Wire
Pink Flag
Vocals-COLIN (Black hair)
Drums-ROBERT GOTOBED (6’3”)
Guitar‑B.C. GILBERT (Blue eyes)
Bass- LEWIS (9st. 6lbs)
Aside from the accompanying photographs, this is all the information supplied of the band supplied on the back cover of this daring and highly jarring debut LP. And yet for their brevity, they are at cross-purposes with the photos: the background behind Colin Newman’s head is equally black as his hair (thereby neatly preventing all definition of his crop cut), Robert Gotobed is sitting with arms outstretched (making it difficult to gauge his height), Bruce Gilbert is seen wearing shades (obscuring his eyes) and Graham Lewis’ shot is a close-up of his face (preventing a summary of his weight.) It’s the same sense of precise detail with missing information that Wire conducted their musical strategies, with an almost neurotic emphasis on exploiting the oblique at all times.
Severe limitations abound on this album. Few tracks run longer than two minutes, and many under a minute. Definitions and geographic locales are supplied, and with no conclusions drawn. The songs are dry and sometimes border on the abusive as Gilbert’s monotone buzzsawing guitar gnaws away at everything in its path. The lexicon of 1977 punk rock (UK) is utilised by Wire as a template to superimpose their strict, mapped-out boundaries and coordinates, so it’s little wonder that the imagery of maps, territories and similar guides to geographic locales proliferate many of their song titles and lyrics. But the queerest thing about “Pink Flag” is that for all its mono-sonic tendencies, what proliferates beneath Gilbert’s distorted and rudimentary Flyte guitar brown outs are catchy pop structures of gravitational pull, luring pop melodies insidiously to the surface. Newman’s droogish vocals bark out while Gilbert’s abrasoid, high-distortion’d guitar work maintains the same flat, buzztone qualities throughout the entire record as though it were a constant pallet of sound to be turned on like a water tap whenever deemed necessary while Gotobed’s drumming shifts between hard-hitting, well-placed economy and tidy (almost dainty) hi-hat trimmings as they all set about over Graham Lewis’ bass propulsions.
“Pink Flag” is 21 songs crammed into a single LP that contained missives more than songs, most of them shouted out and played with all the speed of musicians who first measured out the perimeters of their songs first by length, then by lyrics and finally set it all to music. And these rigid pre-sets created an ultimate economy of noise that would reverberate for decades. From moments into side one’s entry (“Reuters”) to its exit (the title track, “Pink Flag”) the album lays into the listener as scathing drone-guitar buzzsawing surrounds eight briefer excursions. The second track, “Field Days For The Sundays” is 28 seconds long and it’s over before you’ve even read the lyrics. Then “Three Girl Rhumba” rushes in with almost sped-up skank. Then the roaring sawn-off and guitar-led “Ex-Lion Tamer” which illustrates Wire’s power as a group already capable of producing aggressive, multi-tiered pop epics. “Lowdown” follows, one of the two tracks on “Pink Flag” at odds with the rest of the album’s residents. This and “Strange” (on side two) were probably made to not fit in on purpose, dirge-like and dire as hell. But then a four-song exercise in skeletal amphetamine repetition ensues as the ultra-stripped down “Start To Move,” “Brazil,” “It’s So Obvious” and “Surgeon’s Girl” (all with an average length of 1 minute 22 seconds) all rush by until the menace of the closing title track, “Pink Flag.” Here the same blatant guitar assaults and powerful, restrained drumming and bass reverberations they hit you over the head with on “Reuters” reconvenes.

Problems and tasks:
A. In the Pink Flag review, how long is the track "Field Days For The Sundays"?
B. Copy out the part of the Pink Flag review starting at "Guitar‑B.C. GILBERT (Blue" and ending at "at all times.", without changing a word.

Dataset extract:
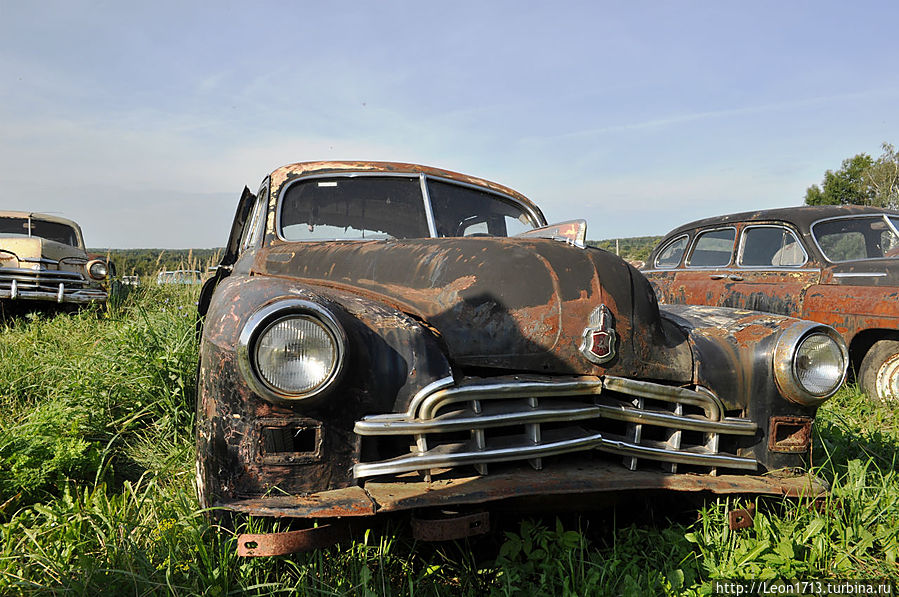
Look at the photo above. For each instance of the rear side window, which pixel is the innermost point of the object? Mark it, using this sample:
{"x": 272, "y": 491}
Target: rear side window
{"x": 771, "y": 246}
{"x": 713, "y": 248}
{"x": 672, "y": 253}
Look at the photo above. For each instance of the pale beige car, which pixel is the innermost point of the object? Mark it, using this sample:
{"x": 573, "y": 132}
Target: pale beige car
{"x": 43, "y": 259}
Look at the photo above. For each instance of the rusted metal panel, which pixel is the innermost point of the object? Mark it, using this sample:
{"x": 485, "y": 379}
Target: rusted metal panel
{"x": 288, "y": 542}
{"x": 451, "y": 527}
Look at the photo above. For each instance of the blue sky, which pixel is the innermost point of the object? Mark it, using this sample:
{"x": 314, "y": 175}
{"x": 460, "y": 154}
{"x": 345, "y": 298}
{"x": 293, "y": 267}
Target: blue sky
{"x": 144, "y": 122}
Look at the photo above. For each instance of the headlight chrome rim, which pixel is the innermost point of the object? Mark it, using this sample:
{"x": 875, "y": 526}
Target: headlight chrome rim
{"x": 97, "y": 263}
{"x": 785, "y": 363}
{"x": 267, "y": 317}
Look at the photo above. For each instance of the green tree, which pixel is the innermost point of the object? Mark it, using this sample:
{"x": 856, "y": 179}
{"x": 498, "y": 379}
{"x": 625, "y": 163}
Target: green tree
{"x": 846, "y": 186}
{"x": 861, "y": 180}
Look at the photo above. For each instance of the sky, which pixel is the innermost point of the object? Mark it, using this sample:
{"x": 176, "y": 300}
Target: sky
{"x": 144, "y": 121}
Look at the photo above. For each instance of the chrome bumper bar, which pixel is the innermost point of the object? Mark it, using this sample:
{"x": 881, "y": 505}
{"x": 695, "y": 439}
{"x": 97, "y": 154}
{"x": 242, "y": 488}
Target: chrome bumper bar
{"x": 482, "y": 406}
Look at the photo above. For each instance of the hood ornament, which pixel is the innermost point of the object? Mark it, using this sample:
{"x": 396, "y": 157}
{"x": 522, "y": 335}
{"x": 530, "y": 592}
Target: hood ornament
{"x": 598, "y": 340}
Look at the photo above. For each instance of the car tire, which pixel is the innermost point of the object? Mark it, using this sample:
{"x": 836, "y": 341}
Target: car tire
{"x": 879, "y": 371}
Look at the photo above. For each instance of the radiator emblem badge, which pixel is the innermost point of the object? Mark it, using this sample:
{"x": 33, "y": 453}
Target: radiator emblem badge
{"x": 598, "y": 341}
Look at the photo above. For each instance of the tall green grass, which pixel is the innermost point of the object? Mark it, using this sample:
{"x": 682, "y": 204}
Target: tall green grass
{"x": 97, "y": 497}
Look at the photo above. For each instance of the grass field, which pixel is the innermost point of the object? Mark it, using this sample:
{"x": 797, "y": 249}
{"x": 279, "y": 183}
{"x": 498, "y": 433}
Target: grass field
{"x": 97, "y": 497}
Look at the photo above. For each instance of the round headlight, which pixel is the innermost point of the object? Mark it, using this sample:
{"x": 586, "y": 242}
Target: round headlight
{"x": 810, "y": 362}
{"x": 819, "y": 365}
{"x": 296, "y": 354}
{"x": 291, "y": 350}
{"x": 97, "y": 270}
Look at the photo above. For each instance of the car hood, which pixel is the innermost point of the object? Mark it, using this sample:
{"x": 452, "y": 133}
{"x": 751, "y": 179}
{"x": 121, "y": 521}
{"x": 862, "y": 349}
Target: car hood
{"x": 27, "y": 252}
{"x": 871, "y": 272}
{"x": 520, "y": 304}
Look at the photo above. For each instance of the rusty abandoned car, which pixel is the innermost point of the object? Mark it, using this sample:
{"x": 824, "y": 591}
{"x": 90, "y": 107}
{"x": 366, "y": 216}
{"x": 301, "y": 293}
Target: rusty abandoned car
{"x": 837, "y": 265}
{"x": 384, "y": 337}
{"x": 43, "y": 262}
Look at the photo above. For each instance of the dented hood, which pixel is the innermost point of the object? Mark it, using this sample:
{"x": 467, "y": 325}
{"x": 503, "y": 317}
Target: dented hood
{"x": 520, "y": 304}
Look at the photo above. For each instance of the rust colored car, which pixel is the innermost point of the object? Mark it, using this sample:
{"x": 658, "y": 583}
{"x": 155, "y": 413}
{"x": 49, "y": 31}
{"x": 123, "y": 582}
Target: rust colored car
{"x": 43, "y": 262}
{"x": 837, "y": 265}
{"x": 384, "y": 337}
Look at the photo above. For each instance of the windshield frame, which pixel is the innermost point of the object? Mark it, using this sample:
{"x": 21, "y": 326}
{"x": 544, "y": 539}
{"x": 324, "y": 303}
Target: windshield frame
{"x": 882, "y": 215}
{"x": 536, "y": 220}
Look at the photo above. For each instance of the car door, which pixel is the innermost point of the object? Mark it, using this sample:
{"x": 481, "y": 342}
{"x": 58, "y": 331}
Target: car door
{"x": 772, "y": 271}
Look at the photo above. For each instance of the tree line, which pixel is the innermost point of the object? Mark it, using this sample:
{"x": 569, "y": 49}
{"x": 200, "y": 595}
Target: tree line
{"x": 861, "y": 180}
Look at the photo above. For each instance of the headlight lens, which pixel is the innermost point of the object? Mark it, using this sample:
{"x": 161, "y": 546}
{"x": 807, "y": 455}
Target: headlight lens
{"x": 291, "y": 350}
{"x": 818, "y": 365}
{"x": 296, "y": 354}
{"x": 97, "y": 270}
{"x": 810, "y": 362}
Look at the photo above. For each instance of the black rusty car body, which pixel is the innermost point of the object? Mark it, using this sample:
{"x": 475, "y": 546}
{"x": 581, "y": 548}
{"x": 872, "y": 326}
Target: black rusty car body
{"x": 837, "y": 265}
{"x": 384, "y": 337}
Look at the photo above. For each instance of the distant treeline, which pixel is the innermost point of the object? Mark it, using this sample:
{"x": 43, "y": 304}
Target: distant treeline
{"x": 635, "y": 248}
{"x": 148, "y": 262}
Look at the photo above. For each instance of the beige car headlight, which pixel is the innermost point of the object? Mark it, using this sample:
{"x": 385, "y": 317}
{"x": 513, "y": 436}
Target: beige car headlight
{"x": 292, "y": 350}
{"x": 97, "y": 269}
{"x": 810, "y": 363}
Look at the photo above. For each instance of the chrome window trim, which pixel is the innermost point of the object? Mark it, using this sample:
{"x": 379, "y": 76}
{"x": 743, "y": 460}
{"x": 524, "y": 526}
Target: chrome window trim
{"x": 784, "y": 226}
{"x": 540, "y": 222}
{"x": 429, "y": 209}
{"x": 655, "y": 262}
{"x": 288, "y": 184}
{"x": 883, "y": 215}
{"x": 429, "y": 213}
{"x": 696, "y": 238}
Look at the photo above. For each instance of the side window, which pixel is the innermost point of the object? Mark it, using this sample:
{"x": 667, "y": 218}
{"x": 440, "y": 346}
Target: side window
{"x": 252, "y": 232}
{"x": 771, "y": 246}
{"x": 713, "y": 248}
{"x": 671, "y": 255}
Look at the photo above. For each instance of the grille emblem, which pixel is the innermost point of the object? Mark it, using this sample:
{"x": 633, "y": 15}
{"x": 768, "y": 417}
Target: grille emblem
{"x": 598, "y": 341}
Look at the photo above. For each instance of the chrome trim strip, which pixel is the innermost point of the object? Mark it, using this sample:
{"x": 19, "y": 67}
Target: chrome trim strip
{"x": 429, "y": 209}
{"x": 438, "y": 459}
{"x": 860, "y": 275}
{"x": 814, "y": 236}
{"x": 678, "y": 456}
{"x": 377, "y": 426}
{"x": 742, "y": 245}
{"x": 699, "y": 234}
{"x": 709, "y": 402}
{"x": 495, "y": 391}
{"x": 646, "y": 417}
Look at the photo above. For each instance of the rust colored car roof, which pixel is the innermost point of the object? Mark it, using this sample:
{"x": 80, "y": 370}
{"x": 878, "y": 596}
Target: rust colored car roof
{"x": 39, "y": 216}
{"x": 284, "y": 173}
{"x": 802, "y": 216}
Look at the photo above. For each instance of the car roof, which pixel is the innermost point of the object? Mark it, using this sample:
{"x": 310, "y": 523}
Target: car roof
{"x": 290, "y": 171}
{"x": 39, "y": 216}
{"x": 802, "y": 216}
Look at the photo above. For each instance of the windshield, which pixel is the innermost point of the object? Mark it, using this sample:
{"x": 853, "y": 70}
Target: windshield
{"x": 853, "y": 239}
{"x": 54, "y": 231}
{"x": 353, "y": 208}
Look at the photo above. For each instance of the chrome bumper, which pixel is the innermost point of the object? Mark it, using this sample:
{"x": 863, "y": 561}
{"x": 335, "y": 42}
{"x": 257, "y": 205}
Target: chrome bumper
{"x": 529, "y": 418}
{"x": 47, "y": 285}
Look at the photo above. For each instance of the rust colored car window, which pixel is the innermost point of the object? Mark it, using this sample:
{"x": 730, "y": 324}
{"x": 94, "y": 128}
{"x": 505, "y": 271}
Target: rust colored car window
{"x": 855, "y": 239}
{"x": 771, "y": 246}
{"x": 465, "y": 211}
{"x": 671, "y": 255}
{"x": 344, "y": 208}
{"x": 713, "y": 248}
{"x": 49, "y": 230}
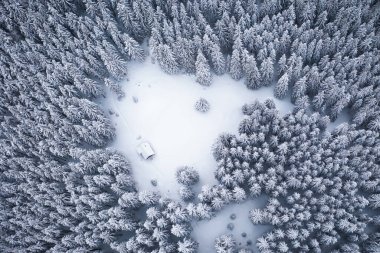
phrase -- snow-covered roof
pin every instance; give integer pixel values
(145, 150)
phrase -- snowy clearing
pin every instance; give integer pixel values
(206, 231)
(159, 108)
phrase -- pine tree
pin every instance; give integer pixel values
(166, 59)
(252, 74)
(267, 71)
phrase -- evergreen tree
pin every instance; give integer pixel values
(203, 74)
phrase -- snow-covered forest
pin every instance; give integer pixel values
(68, 186)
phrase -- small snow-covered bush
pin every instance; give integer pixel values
(202, 105)
(187, 176)
(186, 193)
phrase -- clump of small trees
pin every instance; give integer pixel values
(202, 105)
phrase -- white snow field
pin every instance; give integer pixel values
(164, 115)
(206, 231)
(159, 109)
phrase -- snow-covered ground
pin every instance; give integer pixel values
(205, 232)
(159, 108)
(165, 116)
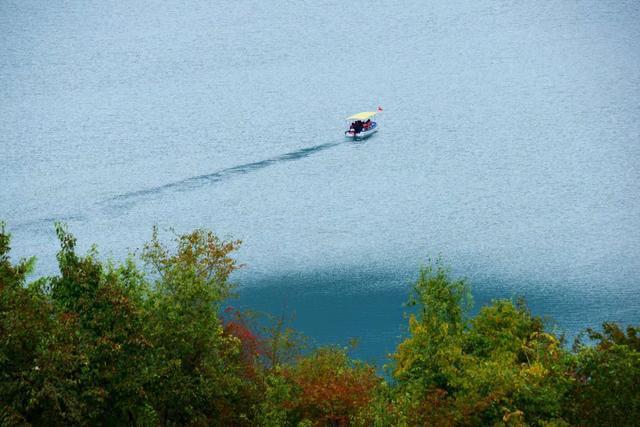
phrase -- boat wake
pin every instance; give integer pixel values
(130, 198)
(127, 200)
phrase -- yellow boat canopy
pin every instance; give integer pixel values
(362, 116)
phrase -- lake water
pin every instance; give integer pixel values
(509, 146)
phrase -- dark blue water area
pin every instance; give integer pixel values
(332, 308)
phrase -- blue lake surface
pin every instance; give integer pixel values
(509, 146)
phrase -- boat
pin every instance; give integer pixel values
(362, 125)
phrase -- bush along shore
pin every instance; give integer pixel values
(150, 341)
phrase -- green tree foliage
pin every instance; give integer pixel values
(607, 379)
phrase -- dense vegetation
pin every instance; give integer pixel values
(121, 344)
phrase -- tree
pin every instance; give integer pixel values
(196, 364)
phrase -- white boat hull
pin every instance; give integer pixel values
(361, 135)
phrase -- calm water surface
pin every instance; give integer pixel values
(510, 146)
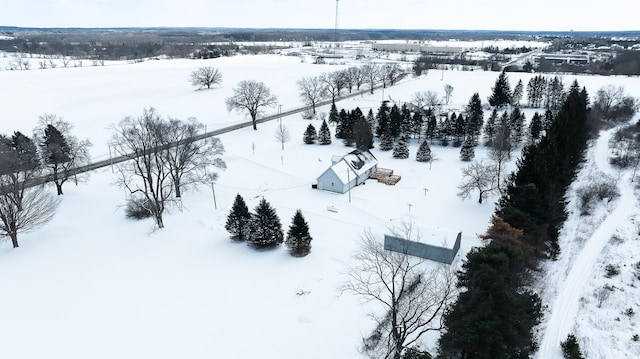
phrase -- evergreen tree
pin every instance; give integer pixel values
(432, 128)
(324, 136)
(516, 126)
(401, 150)
(333, 115)
(535, 127)
(55, 148)
(424, 152)
(571, 348)
(55, 153)
(371, 120)
(238, 219)
(535, 91)
(310, 135)
(494, 315)
(407, 122)
(362, 134)
(459, 126)
(382, 119)
(467, 150)
(342, 128)
(298, 238)
(501, 92)
(491, 128)
(547, 120)
(395, 121)
(475, 117)
(416, 124)
(386, 142)
(265, 229)
(517, 94)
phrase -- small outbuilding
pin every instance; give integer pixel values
(434, 244)
(348, 171)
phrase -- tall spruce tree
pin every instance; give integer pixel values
(238, 219)
(501, 92)
(333, 114)
(265, 229)
(517, 94)
(55, 152)
(424, 152)
(535, 127)
(324, 135)
(401, 150)
(395, 121)
(491, 128)
(386, 142)
(310, 135)
(342, 128)
(467, 150)
(494, 315)
(475, 117)
(382, 119)
(298, 237)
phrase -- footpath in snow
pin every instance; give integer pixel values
(565, 306)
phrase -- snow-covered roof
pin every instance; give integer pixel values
(360, 160)
(353, 164)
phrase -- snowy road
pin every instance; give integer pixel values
(566, 304)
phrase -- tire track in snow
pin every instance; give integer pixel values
(566, 305)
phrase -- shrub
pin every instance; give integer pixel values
(570, 348)
(611, 270)
(604, 189)
(138, 208)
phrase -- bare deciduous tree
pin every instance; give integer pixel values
(413, 298)
(206, 76)
(478, 176)
(371, 73)
(428, 99)
(61, 156)
(163, 157)
(312, 90)
(190, 162)
(448, 91)
(334, 83)
(33, 207)
(500, 151)
(22, 208)
(391, 73)
(282, 134)
(251, 96)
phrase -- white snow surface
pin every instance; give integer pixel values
(92, 284)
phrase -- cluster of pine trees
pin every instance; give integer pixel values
(495, 313)
(263, 229)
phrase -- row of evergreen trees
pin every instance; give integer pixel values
(263, 229)
(495, 313)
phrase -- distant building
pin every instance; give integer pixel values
(348, 171)
(418, 47)
(436, 245)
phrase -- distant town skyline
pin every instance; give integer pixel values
(540, 15)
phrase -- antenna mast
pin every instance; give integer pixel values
(335, 31)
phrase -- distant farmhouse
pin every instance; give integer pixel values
(348, 171)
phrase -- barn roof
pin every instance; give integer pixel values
(354, 164)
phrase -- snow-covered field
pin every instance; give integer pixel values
(92, 284)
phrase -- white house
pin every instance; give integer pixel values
(348, 171)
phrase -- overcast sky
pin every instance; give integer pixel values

Problem solutions:
A. 28 seconds.

B.
Guitar‑B.C. GILBERT (Blue eyes)
Bass- LEWIS (9st. 6lbs)
Aside from the accompanying photographs, this is all the information supplied of the band supplied on the back cover of this daring and highly jarring debut LP. And yet for their brevity, they are at cross-purposes with the photos: the background behind Colin Newman’s head is equally black as his hair (thereby neatly preventing all definition of his crop cut), Robert Gotobed is sitting with arms outstretched (making it difficult to gauge his height), Bruce Gilbert is seen wearing shades (obscuring his eyes) and Graham Lewis’ shot is a close-up of his face (preventing a summary of his weight.) It’s the same sense of precise detail with missing information that Wire conducted their musical strategies, with an almost neurotic emphasis on exploiting the oblique at all times.